══ Extrait du texte ══

Sept ans depuis le triomphe de la Garde et l’entrée d’Eldarya dans une nouvelle ère.
Expulsée du Cristal sans raison apparente, Erika est malade de tristesse. Quant à Lance, il n’est plus que l’ombre de lui-même.
Sept ans depuis que Valkyon est mort.
Mais s’il existait un moyen de le ramener à la vie ?
Alors oui,
J’ai conscience que le forum est déserté depuis l’incendie et davantage depuis la fin du jeu, même si un projet de redynamiser la section des Contes est en cours.
Mais je sais également qu'il arrive encore à des petits lecteurs fantômes de passer par ici de temps à autres.
Pour cette raison, je vous partage humblement ce travail qui peut-être sera lu et plaira à certain.e.s d'entre vous.
Qu’on se le dise, il n’est pas question ici d’une histoire d’amour entre Lance et Erika. Cette fiction explorera les thèmes du deuil, de la haine, de la rédemption et de l’espoir.

═══
══ Documents fournis ══

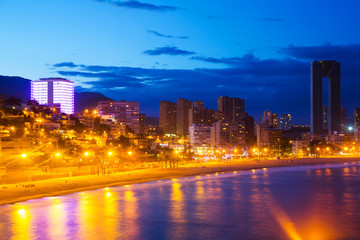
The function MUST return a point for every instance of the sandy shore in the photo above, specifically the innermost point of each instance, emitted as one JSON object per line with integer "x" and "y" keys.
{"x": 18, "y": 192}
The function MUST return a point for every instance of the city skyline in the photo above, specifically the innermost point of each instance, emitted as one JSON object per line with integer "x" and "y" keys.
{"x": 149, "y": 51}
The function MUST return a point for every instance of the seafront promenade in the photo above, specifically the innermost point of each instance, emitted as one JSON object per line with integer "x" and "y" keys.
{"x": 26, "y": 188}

═══
══ Documents fournis ══

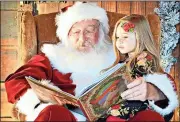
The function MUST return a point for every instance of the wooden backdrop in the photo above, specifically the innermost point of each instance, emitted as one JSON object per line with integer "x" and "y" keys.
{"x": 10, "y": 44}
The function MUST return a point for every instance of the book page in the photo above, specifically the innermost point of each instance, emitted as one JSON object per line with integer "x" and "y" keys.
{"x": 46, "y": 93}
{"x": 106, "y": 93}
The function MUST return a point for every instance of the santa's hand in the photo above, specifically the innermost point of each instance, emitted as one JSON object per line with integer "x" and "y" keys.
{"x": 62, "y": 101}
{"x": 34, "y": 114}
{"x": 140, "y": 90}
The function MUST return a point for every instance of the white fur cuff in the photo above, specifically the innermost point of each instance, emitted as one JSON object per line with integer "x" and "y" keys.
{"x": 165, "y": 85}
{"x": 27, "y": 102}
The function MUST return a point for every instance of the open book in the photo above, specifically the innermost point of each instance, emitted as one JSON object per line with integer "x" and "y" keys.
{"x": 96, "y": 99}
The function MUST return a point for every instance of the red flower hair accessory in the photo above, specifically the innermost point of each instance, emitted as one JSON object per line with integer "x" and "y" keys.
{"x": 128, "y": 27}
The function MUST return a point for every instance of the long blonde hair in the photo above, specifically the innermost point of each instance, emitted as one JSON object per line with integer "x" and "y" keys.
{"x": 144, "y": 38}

═══

▶ [Travail à faire] Rédigez la suite du texte de présentation de la fiction sur Eldarya, en reprenant juste après sa dernière phrase.

▶ [Réponse à l'exercice]
Aux Valkyries qui n'ont pas pu pleurer la perte de notre dragon préféré,
Aux Ez'sclaves qui ont dû renoncer à notre elfe plein de sarcasme,
Aux Lancelottes qui attendaient un chemin de rédemption,
Et à tous les autres...
Je vous propose un scénario alternatif à la saison 2 !
Pour le bien de cette histoire, quelques modifications ont été apportées à l’univers d’Origines.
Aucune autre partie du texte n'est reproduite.